▸ OBJECTIF DE L'EXERCICE
Poursuivez l'article sur les PFAS dans les pesticides et les boues à partir de sa dernière phrase.

▸ TEXTE FOURNI

« Polluants éternels » : pesticides et boues sous surveillance

Les pesticides et les boues de stations sont potentiellement émetteurs de PFAS, des substances persistantes, mobiles et bioaccumulables, qualifiées de « polluants éternels », aux nombreuses inconnues. Une règlementation européenne est attendue pour 2026.

PFOS, PFOA, PFHxA, PFHxS, PFHpA, PFPeA, 6:2 FTS... : ce sont quelques-unes de molécules appartenant à la famille des PFAS, ou substances poly ou perfluoroalkylées. Cette famille chimique en recèle en réalité environ 5000, dont 600 font l’objet de multiples usages : imperméabilisants pour les cuirs et textiles, papiers et emballages traités, enduits pour textiles et peintures, autres produits tels que les détergents, biocides (appâts pour fourmis et blattes), industrie photographique, photolithographie, semi-conducteurs, fluides hydrauliques, traitements de surface des métaux, pièces exposées à haute température (durites, etc.) ...

Les PFAS sont caractérisés par une chaîne carbonée dont au moins un carbone est complètement substitué par des atomes de fluor. Leur stabilité chimique en fait des substances non dégradées dans l’environnement, persistantes, mobiles et bioaccumulables, qualifiées de « polluants éternels ».

Interrogations sur leur présence dans les pesticides...

Dans un rapport publié en avril, l’Inspection générale de l’environnement et du développement durable (IGEDD – ministère de la Transition écologique) pose les bases d’une feuille de route listant toute une série d’actions destinées à mieux maîtriser les contaminations par les PFAS. Car si leur toxicité est encore méconnue, des effets nocifs et toxiques sur le métabolisme humain ont été observés pour plusieurs PFAS. Leur caractère cancérigène est suspecté. La principale voie de contamination humaine et animale est la consommation d’eau, puis d’aliments, ainsi que l’inhalation d’air et de poussières.

Dans le secteur agricole, les PFAS pourraient faire parler d’eux dans deux domaines que sont les épandages de boues d’une part et les pesticides d’autre part. Sur ce point, le rapport de l’IGEDD note que « le sujet des pesticides potentiellement concernés est très mal documenté, ce qui justifierait la mise en place d’une enquête auprès des fabricants pour déterminer les pesticides concernés, les quantités vendues en France, sur quelles cultures et dans quelles régions ». Le rapport préconise l’obligation de préciser la nature et les quantités de PFAS contenus dans les produits mis sur le marché et leurs volumes vendus en France, et de fournir tout élément technique permettant d’en déterminer les concentrations dans l’environnement, pour différentes matrices (eau, air, sol).

▸ DOCUMENTS SOURCES
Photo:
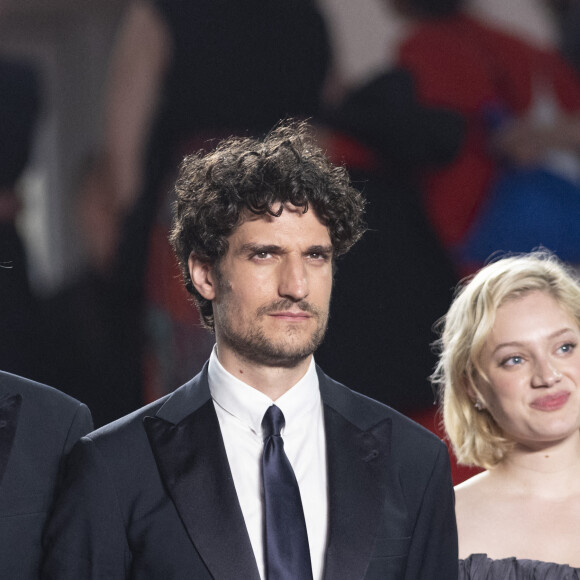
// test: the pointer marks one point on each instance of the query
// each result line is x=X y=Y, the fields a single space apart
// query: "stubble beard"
x=256 y=347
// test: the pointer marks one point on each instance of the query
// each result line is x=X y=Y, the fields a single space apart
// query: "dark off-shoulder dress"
x=480 y=567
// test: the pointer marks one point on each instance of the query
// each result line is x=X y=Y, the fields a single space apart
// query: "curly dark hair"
x=216 y=189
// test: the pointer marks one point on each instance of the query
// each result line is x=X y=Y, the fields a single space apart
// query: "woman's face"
x=532 y=361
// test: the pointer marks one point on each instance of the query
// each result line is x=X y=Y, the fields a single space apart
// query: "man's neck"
x=270 y=380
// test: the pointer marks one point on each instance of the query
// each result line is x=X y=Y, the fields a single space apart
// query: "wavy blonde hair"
x=474 y=435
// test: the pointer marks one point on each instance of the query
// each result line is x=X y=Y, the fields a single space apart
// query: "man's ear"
x=202 y=276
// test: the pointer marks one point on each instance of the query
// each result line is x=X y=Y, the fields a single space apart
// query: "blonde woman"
x=509 y=371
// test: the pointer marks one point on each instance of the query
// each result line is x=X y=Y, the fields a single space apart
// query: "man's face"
x=272 y=289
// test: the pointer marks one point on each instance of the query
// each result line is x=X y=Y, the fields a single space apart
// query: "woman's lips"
x=551 y=402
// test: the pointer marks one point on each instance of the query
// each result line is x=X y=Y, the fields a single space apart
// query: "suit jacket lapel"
x=357 y=456
x=9 y=411
x=192 y=462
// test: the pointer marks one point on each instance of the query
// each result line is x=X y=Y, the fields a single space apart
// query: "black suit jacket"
x=151 y=496
x=38 y=426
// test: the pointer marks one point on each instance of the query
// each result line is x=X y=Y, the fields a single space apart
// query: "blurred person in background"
x=521 y=104
x=183 y=74
x=38 y=427
x=22 y=336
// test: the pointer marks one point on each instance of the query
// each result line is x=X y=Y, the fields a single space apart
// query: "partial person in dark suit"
x=174 y=490
x=38 y=427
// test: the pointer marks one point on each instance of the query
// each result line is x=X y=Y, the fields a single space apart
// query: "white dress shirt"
x=240 y=409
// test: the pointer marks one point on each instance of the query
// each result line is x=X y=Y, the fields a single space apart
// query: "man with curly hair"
x=261 y=466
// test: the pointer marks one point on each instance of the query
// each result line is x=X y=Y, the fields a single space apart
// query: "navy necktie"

▸ RÉPONSE RÉDIGÉE
... et dans les boues issues de stations d’épuration

Cependant, les terres agricoles recevant des pesticides sont considérées comme des sites dits « secondaires » potentiellement émetteurs de PFAS, à l’inverses des usines de fabrication de PFAS, des zones d'entraînement aux incendies ou encore des aéroports militaires, considérés comme sources « primaires ». Les épandages de boues, composts et digestats issus de stations de traitement des eaux usées (STEU) sont également considérés comme de potentiels sites émetteurs « secondaires ».

Selon le rapport de l’IGEED, « il ne semble ni envisageable ni utile à court et moyen terme d’établir la cartographie des émissions diffuses. Des éléments de cartographie, de nature qualitative, pourraient cependant indiquer les secteurs d’épandage historiques ou actuels de boues issus de STEU rejetant du PFOS et les zones d‘épandage historiques et actuelles de pesticides contenant des PFAS ». Outre ses origines diffuses, les sources d’émission identifiées en France comptent quelques points de rejets industriels, d’ancien sites d’incendies à hydrocarbure où la lutte contre le feu a nécessité l’utilisation de mousses contenant des PFAS.